__Assigned task__: Your reply should hold only the lines from the one containing "For every instance of the kitchen" to the final line of the listing below, restated word for word.

__The input__:

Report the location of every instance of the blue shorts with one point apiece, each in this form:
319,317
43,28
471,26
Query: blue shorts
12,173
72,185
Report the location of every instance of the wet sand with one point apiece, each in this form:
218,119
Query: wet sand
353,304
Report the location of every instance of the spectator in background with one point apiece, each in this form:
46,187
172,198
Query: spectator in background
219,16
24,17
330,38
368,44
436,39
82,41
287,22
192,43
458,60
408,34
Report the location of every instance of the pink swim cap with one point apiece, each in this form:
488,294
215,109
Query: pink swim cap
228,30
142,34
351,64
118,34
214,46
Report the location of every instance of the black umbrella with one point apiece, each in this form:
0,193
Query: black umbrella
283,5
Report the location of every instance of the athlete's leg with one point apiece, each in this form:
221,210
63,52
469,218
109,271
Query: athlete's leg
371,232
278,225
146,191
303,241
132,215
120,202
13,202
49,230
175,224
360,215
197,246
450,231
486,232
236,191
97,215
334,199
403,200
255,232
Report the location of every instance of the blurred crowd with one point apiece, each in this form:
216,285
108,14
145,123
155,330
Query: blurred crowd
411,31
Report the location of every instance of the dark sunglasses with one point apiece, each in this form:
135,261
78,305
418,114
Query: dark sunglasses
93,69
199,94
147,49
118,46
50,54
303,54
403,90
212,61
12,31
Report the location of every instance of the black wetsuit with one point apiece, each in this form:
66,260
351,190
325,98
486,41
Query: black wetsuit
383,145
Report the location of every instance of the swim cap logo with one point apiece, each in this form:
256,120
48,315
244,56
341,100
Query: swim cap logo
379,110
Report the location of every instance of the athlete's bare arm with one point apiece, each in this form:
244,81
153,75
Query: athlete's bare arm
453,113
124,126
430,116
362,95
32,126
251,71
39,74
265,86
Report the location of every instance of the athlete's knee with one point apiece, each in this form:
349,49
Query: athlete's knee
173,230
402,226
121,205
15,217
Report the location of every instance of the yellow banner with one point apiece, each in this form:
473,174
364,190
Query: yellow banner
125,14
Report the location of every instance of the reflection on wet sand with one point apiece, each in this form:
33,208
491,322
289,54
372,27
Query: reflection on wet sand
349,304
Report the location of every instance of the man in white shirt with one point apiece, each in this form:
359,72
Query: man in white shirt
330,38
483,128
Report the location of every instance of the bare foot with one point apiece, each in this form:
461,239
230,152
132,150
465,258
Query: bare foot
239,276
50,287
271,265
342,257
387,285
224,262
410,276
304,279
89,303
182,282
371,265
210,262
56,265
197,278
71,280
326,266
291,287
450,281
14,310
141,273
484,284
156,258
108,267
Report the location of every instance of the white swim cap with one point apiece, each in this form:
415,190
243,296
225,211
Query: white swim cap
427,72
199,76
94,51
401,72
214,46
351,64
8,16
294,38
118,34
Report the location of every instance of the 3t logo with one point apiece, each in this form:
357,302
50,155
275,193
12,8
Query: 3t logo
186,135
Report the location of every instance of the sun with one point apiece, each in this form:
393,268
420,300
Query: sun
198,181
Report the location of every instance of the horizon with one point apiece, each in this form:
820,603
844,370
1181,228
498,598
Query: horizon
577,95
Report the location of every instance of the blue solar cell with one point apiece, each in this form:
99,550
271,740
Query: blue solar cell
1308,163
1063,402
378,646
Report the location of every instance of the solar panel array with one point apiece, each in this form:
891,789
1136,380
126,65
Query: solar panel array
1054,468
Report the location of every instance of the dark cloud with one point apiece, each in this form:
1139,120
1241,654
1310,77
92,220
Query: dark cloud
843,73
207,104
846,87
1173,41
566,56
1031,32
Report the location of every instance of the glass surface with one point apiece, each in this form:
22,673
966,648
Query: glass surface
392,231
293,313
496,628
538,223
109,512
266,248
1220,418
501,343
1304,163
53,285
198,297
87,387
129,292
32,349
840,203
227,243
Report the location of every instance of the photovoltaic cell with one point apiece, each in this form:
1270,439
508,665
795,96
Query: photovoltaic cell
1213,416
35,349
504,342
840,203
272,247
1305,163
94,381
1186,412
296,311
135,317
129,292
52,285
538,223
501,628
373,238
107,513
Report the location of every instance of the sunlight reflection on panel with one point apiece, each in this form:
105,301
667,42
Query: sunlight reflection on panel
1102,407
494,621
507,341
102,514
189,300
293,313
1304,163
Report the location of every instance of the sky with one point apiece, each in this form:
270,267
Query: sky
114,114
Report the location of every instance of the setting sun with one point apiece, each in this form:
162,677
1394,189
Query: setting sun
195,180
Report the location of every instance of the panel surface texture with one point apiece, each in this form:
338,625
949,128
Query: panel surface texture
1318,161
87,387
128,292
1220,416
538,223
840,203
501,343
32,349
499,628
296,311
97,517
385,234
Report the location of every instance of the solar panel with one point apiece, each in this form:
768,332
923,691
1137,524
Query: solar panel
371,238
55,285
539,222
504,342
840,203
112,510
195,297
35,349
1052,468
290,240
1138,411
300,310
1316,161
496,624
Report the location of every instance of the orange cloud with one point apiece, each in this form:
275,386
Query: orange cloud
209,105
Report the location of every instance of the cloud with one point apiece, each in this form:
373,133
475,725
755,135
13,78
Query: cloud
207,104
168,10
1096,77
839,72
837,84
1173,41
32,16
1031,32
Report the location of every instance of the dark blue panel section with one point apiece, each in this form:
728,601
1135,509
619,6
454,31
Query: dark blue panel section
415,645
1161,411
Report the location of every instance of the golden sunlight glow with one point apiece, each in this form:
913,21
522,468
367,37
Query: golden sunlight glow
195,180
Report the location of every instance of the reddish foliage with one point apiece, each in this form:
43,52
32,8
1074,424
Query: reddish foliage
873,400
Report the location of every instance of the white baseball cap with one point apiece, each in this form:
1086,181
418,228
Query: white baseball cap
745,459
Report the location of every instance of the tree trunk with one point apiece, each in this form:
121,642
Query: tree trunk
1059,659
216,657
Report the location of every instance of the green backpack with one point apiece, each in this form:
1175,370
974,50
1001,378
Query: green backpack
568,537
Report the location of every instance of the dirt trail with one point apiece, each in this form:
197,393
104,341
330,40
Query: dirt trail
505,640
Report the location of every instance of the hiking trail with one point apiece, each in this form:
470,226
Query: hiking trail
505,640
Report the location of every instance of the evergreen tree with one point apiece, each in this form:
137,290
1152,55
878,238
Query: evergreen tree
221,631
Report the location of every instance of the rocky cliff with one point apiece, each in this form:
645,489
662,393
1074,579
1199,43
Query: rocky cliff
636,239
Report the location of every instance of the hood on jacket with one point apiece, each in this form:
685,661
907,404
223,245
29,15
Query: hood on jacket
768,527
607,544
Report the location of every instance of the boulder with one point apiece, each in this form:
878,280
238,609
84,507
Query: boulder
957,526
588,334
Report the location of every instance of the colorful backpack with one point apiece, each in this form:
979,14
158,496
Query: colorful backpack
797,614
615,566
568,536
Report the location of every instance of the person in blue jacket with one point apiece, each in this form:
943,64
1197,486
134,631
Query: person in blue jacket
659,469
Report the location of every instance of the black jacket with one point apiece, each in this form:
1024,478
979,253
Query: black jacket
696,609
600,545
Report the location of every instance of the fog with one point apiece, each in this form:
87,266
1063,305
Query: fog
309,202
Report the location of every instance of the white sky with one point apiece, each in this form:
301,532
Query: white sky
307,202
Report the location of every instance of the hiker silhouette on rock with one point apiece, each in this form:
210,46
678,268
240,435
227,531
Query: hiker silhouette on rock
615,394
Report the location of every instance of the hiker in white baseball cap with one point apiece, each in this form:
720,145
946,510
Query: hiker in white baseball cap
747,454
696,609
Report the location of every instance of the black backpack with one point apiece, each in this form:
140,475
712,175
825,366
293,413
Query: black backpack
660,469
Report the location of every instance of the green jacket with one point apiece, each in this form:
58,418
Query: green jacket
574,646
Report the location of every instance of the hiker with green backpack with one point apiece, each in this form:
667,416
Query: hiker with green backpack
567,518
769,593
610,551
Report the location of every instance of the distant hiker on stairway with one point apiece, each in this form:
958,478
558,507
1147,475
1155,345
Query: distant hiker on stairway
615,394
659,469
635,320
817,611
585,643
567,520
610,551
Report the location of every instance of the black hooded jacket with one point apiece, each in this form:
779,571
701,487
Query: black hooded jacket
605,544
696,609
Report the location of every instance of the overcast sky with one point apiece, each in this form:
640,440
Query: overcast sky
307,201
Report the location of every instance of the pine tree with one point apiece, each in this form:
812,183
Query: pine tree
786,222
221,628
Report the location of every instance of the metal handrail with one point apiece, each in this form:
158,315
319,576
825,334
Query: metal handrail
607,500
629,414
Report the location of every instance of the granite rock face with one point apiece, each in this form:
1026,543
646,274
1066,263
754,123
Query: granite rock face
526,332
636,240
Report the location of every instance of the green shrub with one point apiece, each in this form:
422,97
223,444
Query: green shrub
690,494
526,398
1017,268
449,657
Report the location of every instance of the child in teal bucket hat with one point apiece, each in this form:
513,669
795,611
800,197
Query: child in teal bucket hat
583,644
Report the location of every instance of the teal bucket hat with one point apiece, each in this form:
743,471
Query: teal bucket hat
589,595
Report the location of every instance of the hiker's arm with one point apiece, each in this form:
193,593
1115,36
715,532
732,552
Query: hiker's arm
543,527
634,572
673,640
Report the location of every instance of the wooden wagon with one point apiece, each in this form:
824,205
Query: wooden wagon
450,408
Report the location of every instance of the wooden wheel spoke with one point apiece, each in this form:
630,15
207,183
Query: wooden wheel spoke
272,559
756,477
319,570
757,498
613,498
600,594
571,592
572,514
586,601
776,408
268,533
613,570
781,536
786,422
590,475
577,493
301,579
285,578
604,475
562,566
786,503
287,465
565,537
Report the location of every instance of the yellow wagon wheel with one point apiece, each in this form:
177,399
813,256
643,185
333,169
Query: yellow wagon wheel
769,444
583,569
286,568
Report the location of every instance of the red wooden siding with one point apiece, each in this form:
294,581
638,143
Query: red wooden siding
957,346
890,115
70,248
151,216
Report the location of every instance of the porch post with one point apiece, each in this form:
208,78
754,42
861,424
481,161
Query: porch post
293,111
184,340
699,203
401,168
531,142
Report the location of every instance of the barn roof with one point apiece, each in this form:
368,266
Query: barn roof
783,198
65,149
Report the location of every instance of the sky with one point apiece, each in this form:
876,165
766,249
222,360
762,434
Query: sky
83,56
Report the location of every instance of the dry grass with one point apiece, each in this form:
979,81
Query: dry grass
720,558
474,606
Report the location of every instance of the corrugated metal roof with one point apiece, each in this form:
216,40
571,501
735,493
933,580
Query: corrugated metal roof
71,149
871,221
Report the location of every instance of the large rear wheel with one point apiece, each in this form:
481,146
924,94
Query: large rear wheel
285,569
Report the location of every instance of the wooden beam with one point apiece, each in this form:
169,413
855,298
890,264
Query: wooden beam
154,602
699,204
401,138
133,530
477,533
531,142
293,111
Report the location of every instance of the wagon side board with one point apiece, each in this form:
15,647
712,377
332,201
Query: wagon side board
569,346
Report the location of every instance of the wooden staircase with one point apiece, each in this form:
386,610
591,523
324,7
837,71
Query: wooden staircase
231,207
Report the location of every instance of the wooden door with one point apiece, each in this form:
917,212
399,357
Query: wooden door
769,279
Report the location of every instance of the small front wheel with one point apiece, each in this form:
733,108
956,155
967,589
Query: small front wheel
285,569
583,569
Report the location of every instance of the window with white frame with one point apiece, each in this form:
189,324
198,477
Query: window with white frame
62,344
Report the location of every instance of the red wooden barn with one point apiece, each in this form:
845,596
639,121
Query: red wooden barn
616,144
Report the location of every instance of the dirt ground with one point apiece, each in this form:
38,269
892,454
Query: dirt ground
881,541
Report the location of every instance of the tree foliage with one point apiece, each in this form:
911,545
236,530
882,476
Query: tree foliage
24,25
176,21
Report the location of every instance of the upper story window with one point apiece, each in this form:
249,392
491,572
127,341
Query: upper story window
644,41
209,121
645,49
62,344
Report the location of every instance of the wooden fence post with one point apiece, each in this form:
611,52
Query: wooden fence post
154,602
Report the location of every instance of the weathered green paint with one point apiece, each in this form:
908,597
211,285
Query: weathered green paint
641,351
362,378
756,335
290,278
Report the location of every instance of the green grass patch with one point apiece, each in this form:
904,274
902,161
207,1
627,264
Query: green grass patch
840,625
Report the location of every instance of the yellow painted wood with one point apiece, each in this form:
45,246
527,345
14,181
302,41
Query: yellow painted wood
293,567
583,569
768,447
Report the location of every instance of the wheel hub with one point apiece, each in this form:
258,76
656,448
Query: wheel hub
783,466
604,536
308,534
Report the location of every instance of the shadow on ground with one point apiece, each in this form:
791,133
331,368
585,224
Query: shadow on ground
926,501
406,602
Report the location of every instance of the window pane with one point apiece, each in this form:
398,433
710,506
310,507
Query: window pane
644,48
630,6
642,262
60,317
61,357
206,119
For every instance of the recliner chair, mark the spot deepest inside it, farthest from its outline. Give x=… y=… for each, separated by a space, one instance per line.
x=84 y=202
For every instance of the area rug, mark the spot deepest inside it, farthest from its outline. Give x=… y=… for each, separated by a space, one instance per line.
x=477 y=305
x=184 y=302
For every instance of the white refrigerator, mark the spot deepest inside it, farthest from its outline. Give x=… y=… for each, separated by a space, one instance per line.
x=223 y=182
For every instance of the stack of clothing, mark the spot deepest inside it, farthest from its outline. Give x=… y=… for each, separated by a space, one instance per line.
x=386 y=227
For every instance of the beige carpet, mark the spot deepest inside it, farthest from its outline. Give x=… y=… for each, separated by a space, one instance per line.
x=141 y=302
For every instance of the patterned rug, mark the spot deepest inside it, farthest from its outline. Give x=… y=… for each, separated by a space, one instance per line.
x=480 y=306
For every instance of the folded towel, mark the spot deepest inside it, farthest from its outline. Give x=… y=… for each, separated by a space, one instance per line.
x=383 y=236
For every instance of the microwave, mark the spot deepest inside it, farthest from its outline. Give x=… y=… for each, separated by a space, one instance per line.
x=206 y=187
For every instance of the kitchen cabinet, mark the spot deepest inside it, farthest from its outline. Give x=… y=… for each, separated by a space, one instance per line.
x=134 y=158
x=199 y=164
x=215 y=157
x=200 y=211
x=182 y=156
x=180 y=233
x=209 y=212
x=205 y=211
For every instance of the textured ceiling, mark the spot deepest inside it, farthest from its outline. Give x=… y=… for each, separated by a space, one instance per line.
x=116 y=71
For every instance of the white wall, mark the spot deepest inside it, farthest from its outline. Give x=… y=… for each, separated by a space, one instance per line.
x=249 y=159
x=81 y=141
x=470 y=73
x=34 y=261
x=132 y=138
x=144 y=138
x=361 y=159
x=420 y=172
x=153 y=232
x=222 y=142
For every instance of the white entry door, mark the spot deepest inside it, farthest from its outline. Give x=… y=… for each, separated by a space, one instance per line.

__Solution to this task__:
For every instance of the kitchen cabinet, mark the spot deepest inside it, farthest from its outline. Give x=… y=… for each, separated by a space, one instance per line.
x=134 y=158
x=199 y=164
x=215 y=157
x=200 y=211
x=182 y=156
x=180 y=233
x=209 y=212
x=205 y=211
For every instance of the textured ceiling, mark the spot deepest inside it, farthest from its outline. Give x=… y=… for each, separated by a space, one instance per line.
x=116 y=71
For every instance of the white wall, mark the spot deepest inside it, farthest from its outline. Give x=… y=… for each, separated by a space, one instance per line.
x=249 y=159
x=81 y=141
x=470 y=73
x=34 y=261
x=132 y=138
x=144 y=138
x=361 y=159
x=420 y=172
x=153 y=232
x=222 y=142
For every instance of the white entry door, mark the spot deepest inside it, farthest from its outline. Give x=… y=… for each, separated by a space, one instance per line.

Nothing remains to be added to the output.